Copy out the entries below in full and exactly.

__EXERCISE INPUTS__.
^^^^^^^^^^^^^^^^
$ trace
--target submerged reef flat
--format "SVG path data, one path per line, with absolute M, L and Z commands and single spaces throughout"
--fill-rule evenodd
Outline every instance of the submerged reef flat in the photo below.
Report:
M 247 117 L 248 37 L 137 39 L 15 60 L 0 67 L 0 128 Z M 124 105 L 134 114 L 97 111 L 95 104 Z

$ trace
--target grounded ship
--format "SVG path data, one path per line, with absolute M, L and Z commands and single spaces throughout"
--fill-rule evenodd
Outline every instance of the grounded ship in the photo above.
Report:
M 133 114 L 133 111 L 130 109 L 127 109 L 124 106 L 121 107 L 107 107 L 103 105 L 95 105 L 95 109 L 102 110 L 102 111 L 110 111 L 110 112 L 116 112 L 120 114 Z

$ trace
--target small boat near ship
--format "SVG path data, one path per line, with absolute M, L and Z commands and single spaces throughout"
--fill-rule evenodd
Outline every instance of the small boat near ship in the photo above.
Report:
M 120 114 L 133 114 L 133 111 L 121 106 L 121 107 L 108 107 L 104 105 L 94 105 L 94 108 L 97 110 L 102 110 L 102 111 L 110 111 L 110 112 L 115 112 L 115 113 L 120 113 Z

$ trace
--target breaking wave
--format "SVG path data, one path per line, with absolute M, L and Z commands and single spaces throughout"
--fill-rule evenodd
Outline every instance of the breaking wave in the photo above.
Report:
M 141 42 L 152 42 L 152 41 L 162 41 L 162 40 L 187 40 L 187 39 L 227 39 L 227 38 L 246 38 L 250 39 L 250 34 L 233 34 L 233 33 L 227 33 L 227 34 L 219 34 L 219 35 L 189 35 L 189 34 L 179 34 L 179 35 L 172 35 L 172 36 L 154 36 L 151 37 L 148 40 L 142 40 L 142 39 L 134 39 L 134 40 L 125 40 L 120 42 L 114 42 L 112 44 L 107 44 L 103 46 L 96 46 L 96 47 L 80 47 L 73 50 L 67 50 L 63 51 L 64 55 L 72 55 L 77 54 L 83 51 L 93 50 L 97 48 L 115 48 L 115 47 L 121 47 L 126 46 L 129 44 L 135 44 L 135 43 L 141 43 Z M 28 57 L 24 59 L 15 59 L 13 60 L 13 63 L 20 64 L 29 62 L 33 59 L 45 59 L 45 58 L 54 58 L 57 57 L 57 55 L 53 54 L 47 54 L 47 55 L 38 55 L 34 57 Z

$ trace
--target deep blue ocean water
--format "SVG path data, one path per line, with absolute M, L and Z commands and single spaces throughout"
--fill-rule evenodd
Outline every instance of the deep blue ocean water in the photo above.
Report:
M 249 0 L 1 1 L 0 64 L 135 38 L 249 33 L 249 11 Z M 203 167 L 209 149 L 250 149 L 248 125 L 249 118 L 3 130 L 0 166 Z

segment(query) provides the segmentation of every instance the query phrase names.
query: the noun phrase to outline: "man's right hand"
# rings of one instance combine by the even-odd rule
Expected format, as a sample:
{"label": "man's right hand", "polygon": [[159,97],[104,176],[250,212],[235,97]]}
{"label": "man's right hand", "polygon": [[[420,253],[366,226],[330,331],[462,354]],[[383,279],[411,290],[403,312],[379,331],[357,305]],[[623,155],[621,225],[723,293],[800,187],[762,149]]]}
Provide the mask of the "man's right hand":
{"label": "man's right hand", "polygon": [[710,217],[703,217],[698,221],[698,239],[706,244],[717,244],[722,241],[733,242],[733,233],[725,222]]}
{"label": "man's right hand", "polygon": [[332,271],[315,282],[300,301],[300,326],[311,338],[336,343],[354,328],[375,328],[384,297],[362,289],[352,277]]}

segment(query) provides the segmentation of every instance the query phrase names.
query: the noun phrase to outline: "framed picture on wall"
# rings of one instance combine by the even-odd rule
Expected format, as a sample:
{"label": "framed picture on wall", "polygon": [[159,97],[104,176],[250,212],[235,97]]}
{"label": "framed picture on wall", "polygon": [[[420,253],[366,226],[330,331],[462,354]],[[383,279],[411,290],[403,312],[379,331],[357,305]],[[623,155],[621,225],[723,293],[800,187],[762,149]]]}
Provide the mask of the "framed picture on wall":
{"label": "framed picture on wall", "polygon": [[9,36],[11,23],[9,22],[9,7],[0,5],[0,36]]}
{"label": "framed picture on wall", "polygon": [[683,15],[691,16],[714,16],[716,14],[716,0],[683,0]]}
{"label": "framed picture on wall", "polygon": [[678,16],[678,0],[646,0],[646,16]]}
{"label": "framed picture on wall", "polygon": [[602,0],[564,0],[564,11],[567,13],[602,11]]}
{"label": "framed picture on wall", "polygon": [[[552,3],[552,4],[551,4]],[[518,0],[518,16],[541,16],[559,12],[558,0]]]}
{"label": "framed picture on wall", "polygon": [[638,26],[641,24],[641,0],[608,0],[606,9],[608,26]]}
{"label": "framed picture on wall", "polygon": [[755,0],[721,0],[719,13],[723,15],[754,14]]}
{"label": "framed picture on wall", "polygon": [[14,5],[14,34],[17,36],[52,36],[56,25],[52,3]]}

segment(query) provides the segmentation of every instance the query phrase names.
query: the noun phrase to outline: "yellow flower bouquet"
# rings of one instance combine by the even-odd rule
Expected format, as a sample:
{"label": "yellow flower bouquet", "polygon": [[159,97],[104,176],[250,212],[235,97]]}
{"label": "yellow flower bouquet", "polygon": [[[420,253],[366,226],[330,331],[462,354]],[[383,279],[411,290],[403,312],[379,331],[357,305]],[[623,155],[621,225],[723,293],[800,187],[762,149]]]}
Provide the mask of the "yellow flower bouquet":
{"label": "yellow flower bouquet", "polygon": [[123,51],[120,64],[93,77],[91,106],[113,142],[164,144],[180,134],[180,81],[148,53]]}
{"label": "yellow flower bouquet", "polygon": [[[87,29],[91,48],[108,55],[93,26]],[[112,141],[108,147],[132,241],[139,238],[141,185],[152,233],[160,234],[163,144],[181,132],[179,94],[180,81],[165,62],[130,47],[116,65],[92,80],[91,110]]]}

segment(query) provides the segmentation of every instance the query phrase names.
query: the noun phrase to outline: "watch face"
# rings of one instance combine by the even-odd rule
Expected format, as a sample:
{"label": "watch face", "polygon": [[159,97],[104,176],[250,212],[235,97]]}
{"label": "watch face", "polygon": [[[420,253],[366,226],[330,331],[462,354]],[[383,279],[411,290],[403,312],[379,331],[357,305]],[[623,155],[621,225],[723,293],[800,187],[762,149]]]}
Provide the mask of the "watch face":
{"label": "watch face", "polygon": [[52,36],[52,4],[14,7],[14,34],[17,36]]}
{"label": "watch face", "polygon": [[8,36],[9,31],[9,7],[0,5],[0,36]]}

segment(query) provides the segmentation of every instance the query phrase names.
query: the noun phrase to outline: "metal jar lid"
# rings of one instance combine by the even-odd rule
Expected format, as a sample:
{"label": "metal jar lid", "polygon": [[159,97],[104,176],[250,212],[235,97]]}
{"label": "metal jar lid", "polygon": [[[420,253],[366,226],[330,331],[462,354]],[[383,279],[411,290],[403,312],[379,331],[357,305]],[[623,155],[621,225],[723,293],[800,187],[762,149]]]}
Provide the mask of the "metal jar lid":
^^^^^^^^^^^^^^^^
__THE RESPONSE__.
$ trace
--target submerged reef flat
--format "SVG path data, one path per line, with absolute M, L and Z commands and single spaces throughout"
--fill-rule evenodd
Outline every instance of the submerged reef flat in the photo below.
Report:
M 247 117 L 248 37 L 137 39 L 15 60 L 0 67 L 0 128 Z M 124 105 L 134 114 L 97 111 L 95 104 Z

$ trace
--target grounded ship
--format "SVG path data, one path per line, with absolute M, L and Z commands and single spaces throughout"
--fill-rule evenodd
Outline every instance of the grounded ship in the photo above.
Report:
M 133 114 L 133 111 L 130 109 L 127 109 L 124 106 L 121 107 L 107 107 L 103 105 L 95 105 L 95 109 L 102 110 L 102 111 L 110 111 L 110 112 L 116 112 L 120 114 Z

$ trace
--target small boat near ship
--format "SVG path data, one path per line, with absolute M, L and Z commands and single spaces throughout"
--fill-rule evenodd
Outline every instance of the small boat near ship in the photo above.
Report:
M 120 114 L 133 114 L 133 111 L 121 106 L 121 107 L 108 107 L 104 105 L 94 105 L 94 108 L 97 110 L 102 110 L 102 111 L 110 111 L 110 112 L 115 112 L 115 113 L 120 113 Z

$ trace
--target breaking wave
--format "SVG path data, one path per line, with absolute M, L and Z commands and single spaces throughout"
--fill-rule evenodd
Outline every instance of the breaking wave in the photo above.
Report:
M 141 42 L 152 42 L 152 41 L 162 41 L 162 40 L 187 40 L 187 39 L 227 39 L 227 38 L 246 38 L 250 39 L 250 34 L 233 34 L 233 33 L 227 33 L 227 34 L 219 34 L 219 35 L 189 35 L 189 34 L 179 34 L 179 35 L 172 35 L 172 36 L 154 36 L 151 37 L 148 40 L 142 40 L 142 39 L 134 39 L 134 40 L 125 40 L 120 42 L 114 42 L 112 44 L 107 44 L 103 46 L 96 46 L 96 47 L 80 47 L 73 50 L 67 50 L 63 51 L 64 55 L 72 55 L 77 54 L 83 51 L 93 50 L 97 48 L 115 48 L 115 47 L 121 47 L 126 46 L 129 44 L 135 44 L 135 43 L 141 43 Z M 28 57 L 24 59 L 15 59 L 13 60 L 13 63 L 20 64 L 29 62 L 33 59 L 45 59 L 45 58 L 54 58 L 57 57 L 57 55 L 53 54 L 47 54 L 47 55 L 38 55 L 34 57 Z

$ trace
--target deep blue ocean water
--format "SVG path data, one path per line, with absolute M, L and Z commands and single spaces throughout"
--fill-rule evenodd
Outline every instance of the deep blue ocean water in the photo above.
Report:
M 249 0 L 1 1 L 0 64 L 135 38 L 249 33 L 249 11 Z M 203 167 L 209 149 L 250 149 L 248 125 L 249 118 L 3 130 L 0 166 Z

segment(query) provides the segmentation of every instance the query phrase names.
query: the noun phrase to outline: "man's right hand"
# rings of one instance combine by the even-odd rule
Expected format, as a sample:
{"label": "man's right hand", "polygon": [[159,97],[104,176],[250,212],[235,97]]}
{"label": "man's right hand", "polygon": [[[420,253],[366,226],[330,331],[462,354]],[[383,279],[411,290],[403,312],[379,331],[357,305]],[[623,155],[621,225],[723,293],[800,187],[762,149]]]}
Provide the mask of the "man's right hand":
{"label": "man's right hand", "polygon": [[710,217],[703,217],[698,221],[698,239],[706,244],[717,244],[722,241],[733,242],[733,233],[725,222]]}
{"label": "man's right hand", "polygon": [[332,271],[315,282],[300,301],[300,326],[311,338],[336,343],[354,328],[375,328],[384,297],[362,289],[352,277]]}

segment(query) provides the segmentation of every instance the query phrase names.
query: the noun phrase to outline: "framed picture on wall"
# rings of one instance combine by the even-odd rule
Expected format, as a sample:
{"label": "framed picture on wall", "polygon": [[159,97],[104,176],[250,212],[235,97]]}
{"label": "framed picture on wall", "polygon": [[[420,253],[366,226],[330,331],[462,354]],[[383,279],[411,290],[403,312],[379,331],[357,305]],[[623,155],[621,225],[723,293],[800,187],[762,149]]]}
Provide the mask of the "framed picture on wall":
{"label": "framed picture on wall", "polygon": [[9,36],[11,23],[9,22],[9,7],[0,5],[0,36]]}
{"label": "framed picture on wall", "polygon": [[683,15],[691,16],[714,16],[716,14],[716,0],[683,0]]}
{"label": "framed picture on wall", "polygon": [[678,16],[678,0],[646,0],[646,16]]}
{"label": "framed picture on wall", "polygon": [[602,0],[564,0],[564,11],[567,13],[602,11]]}
{"label": "framed picture on wall", "polygon": [[[552,3],[552,4],[551,4]],[[518,0],[518,16],[541,16],[559,12],[558,0]]]}
{"label": "framed picture on wall", "polygon": [[638,26],[641,24],[641,0],[608,0],[606,9],[608,26]]}
{"label": "framed picture on wall", "polygon": [[755,0],[721,0],[719,13],[723,15],[754,14]]}
{"label": "framed picture on wall", "polygon": [[14,5],[14,34],[17,36],[52,36],[56,25],[52,3]]}

segment(query) provides the segmentation of every instance the query phrase names.
query: the noun phrase to outline: "yellow flower bouquet"
# rings of one instance combine by the even-odd rule
Expected format, as a sample:
{"label": "yellow flower bouquet", "polygon": [[159,97],[104,176],[250,212],[235,97]]}
{"label": "yellow flower bouquet", "polygon": [[[420,253],[366,226],[330,331],[462,354]],[[383,279],[411,290],[403,312],[379,331],[357,305]],[[623,155],[621,225],[723,293],[800,187],[762,149]]]}
Provide the mask of the "yellow flower bouquet":
{"label": "yellow flower bouquet", "polygon": [[123,51],[120,64],[93,77],[91,106],[113,142],[164,144],[180,134],[180,81],[148,53]]}
{"label": "yellow flower bouquet", "polygon": [[[87,29],[91,48],[108,55],[93,26]],[[112,141],[108,147],[132,241],[139,238],[141,185],[152,233],[160,234],[163,144],[181,132],[179,94],[180,81],[165,62],[130,47],[116,65],[92,80],[91,110]]]}

segment(query) provides the segmentation of every instance the query phrase names.
query: the noun phrase to outline: "watch face"
# rings of one instance combine by the even-odd rule
Expected format, as a sample:
{"label": "watch face", "polygon": [[159,97],[104,176],[250,212],[235,97]]}
{"label": "watch face", "polygon": [[[420,253],[366,226],[330,331],[462,354]],[[383,279],[411,290],[403,312],[379,331],[357,305]],[[623,155],[621,225],[723,293],[800,187],[762,149]]]}
Provide the mask of the "watch face":
{"label": "watch face", "polygon": [[52,36],[52,4],[14,7],[14,34],[17,36]]}
{"label": "watch face", "polygon": [[8,36],[9,31],[9,7],[0,5],[0,36]]}

segment(query) provides the segmentation of every instance the query phrase names.
query: the noun phrase to outline: "metal jar lid"
# rings of one instance combine by the even-odd rule
Expected format, as a sample:
{"label": "metal jar lid", "polygon": [[159,97],[104,176],[250,212],[235,97]]}
{"label": "metal jar lid", "polygon": [[[420,253],[366,226],[330,331],[462,354]],[[383,279],[411,290],[403,312],[379,331],[357,305]],[[623,155],[621,225],[723,293],[800,187],[762,149]]]}
Provide the mask of the "metal jar lid":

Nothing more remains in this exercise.